* _Set problem_: Render every line of the records below as a JSON list of strings with one string per line, and omit any blank lines.

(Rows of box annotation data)
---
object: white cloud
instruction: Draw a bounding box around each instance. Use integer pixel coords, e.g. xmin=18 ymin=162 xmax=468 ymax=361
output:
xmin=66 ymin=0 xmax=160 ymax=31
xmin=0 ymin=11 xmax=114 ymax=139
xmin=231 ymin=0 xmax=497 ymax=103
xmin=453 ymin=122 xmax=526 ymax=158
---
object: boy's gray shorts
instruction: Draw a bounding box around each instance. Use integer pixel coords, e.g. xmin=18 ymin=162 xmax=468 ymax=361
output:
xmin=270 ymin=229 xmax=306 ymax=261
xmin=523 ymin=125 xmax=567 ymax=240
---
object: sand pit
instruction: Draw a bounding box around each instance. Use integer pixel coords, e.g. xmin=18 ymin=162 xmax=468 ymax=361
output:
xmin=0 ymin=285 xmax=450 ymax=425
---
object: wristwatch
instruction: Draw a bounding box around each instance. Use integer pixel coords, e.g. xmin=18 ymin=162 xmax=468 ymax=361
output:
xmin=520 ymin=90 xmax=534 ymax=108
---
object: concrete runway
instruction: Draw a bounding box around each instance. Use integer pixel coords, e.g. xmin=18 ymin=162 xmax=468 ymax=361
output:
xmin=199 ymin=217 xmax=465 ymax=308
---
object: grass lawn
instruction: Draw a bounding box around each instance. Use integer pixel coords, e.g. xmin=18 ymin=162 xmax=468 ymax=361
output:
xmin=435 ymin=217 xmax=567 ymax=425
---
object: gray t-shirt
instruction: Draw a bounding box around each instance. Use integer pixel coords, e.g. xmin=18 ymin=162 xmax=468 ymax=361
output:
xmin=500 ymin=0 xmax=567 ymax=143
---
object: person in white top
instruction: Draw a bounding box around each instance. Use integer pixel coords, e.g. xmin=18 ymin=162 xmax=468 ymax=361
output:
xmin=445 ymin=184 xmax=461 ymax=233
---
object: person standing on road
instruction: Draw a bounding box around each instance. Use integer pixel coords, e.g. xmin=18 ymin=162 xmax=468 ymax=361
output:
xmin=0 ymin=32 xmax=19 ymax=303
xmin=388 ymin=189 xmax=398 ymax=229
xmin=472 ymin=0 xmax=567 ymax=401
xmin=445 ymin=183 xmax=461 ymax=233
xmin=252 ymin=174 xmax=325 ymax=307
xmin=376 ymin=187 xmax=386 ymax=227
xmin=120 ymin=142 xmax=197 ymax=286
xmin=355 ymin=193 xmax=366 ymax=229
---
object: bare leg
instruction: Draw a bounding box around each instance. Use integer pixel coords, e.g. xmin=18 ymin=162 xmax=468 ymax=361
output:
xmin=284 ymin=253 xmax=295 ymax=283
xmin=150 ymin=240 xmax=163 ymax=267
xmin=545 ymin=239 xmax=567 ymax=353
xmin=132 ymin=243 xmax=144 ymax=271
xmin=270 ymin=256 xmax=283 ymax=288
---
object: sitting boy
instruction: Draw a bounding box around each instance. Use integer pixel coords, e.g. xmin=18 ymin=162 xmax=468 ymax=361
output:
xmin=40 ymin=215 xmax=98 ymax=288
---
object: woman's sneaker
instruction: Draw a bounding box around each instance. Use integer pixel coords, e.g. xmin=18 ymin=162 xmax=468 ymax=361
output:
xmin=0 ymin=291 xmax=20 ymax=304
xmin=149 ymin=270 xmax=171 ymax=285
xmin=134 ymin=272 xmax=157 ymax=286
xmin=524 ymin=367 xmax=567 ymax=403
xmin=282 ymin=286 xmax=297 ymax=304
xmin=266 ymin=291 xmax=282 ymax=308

* _Result of this exercise_:
[
  "---",
  "object: white cloud",
  "instruction: Draw a bounding box around each instance. Use integer pixel coords, e.g. xmin=18 ymin=162 xmax=468 ymax=361",
  "output:",
  "xmin=66 ymin=0 xmax=160 ymax=31",
  "xmin=0 ymin=11 xmax=114 ymax=139",
  "xmin=231 ymin=0 xmax=497 ymax=103",
  "xmin=453 ymin=122 xmax=526 ymax=158",
  "---",
  "object: boy's gray shorts",
  "instruction: Draw a bounding box around each instance. Use integer pixel coords, e.g. xmin=18 ymin=162 xmax=468 ymax=361",
  "output:",
  "xmin=270 ymin=229 xmax=306 ymax=261",
  "xmin=523 ymin=125 xmax=567 ymax=240",
  "---",
  "object: sand pit",
  "instruction: Draw a bounding box around each instance. Use integer pixel coords, e.g. xmin=18 ymin=162 xmax=468 ymax=361",
  "output:",
  "xmin=0 ymin=285 xmax=450 ymax=425",
  "---",
  "object: wristwatch",
  "instruction: Draw a bounding box around each instance. Use integer pixel coords, e.g. xmin=18 ymin=162 xmax=468 ymax=361",
  "output:",
  "xmin=520 ymin=90 xmax=534 ymax=108",
  "---",
  "object: concrete runway",
  "instruction: Draw a bounding box around each instance. Use integer pixel coords, e.g. xmin=18 ymin=162 xmax=468 ymax=361",
  "output:",
  "xmin=199 ymin=217 xmax=465 ymax=308",
  "---",
  "object: grass lawn",
  "instruction: Draw a bounding box around each instance. Use integer pixel coords, e.g. xmin=18 ymin=162 xmax=468 ymax=361",
  "output:",
  "xmin=435 ymin=217 xmax=567 ymax=425",
  "---",
  "object: gray t-shirt",
  "instruction: Draw a bounding box around each instance. Use integer pixel coords, e.g. xmin=18 ymin=162 xmax=468 ymax=361",
  "output:",
  "xmin=500 ymin=0 xmax=567 ymax=143",
  "---",
  "object: person in white top",
  "instruction: Draw a bounding box around each instance. Use integer pixel coords, e.g. xmin=18 ymin=162 xmax=468 ymax=361",
  "output:",
  "xmin=445 ymin=184 xmax=461 ymax=233",
  "---",
  "object: person standing on road",
  "instruction: Draw a bounding box around each instance. Use integer pixel coords, e.g. xmin=18 ymin=162 xmax=468 ymax=361",
  "output:",
  "xmin=0 ymin=32 xmax=19 ymax=303",
  "xmin=388 ymin=189 xmax=398 ymax=229",
  "xmin=472 ymin=0 xmax=567 ymax=401",
  "xmin=445 ymin=183 xmax=461 ymax=233",
  "xmin=252 ymin=174 xmax=325 ymax=307",
  "xmin=376 ymin=187 xmax=386 ymax=227",
  "xmin=120 ymin=142 xmax=197 ymax=286",
  "xmin=355 ymin=193 xmax=366 ymax=229",
  "---",
  "object: bare leg",
  "instruction: Draw a bounding box around each instance. Use integer pixel coords, e.g. xmin=18 ymin=162 xmax=468 ymax=361",
  "output:",
  "xmin=284 ymin=253 xmax=295 ymax=283",
  "xmin=150 ymin=240 xmax=163 ymax=267",
  "xmin=545 ymin=239 xmax=567 ymax=353",
  "xmin=132 ymin=243 xmax=144 ymax=271",
  "xmin=270 ymin=256 xmax=283 ymax=288",
  "---",
  "object: sitting boy",
  "instruction: Draw a bounding box around each instance. Use integer pixel coords, e.g. xmin=18 ymin=162 xmax=468 ymax=361",
  "output:",
  "xmin=40 ymin=215 xmax=98 ymax=288",
  "---",
  "object: woman's sneaker",
  "instruction: Draw a bounding box around each instance. Use integer pixel coords, e.g. xmin=18 ymin=162 xmax=468 ymax=361",
  "output:",
  "xmin=0 ymin=291 xmax=20 ymax=304",
  "xmin=149 ymin=270 xmax=171 ymax=285",
  "xmin=134 ymin=272 xmax=157 ymax=286",
  "xmin=524 ymin=367 xmax=567 ymax=403",
  "xmin=282 ymin=286 xmax=297 ymax=304",
  "xmin=266 ymin=291 xmax=282 ymax=308"
]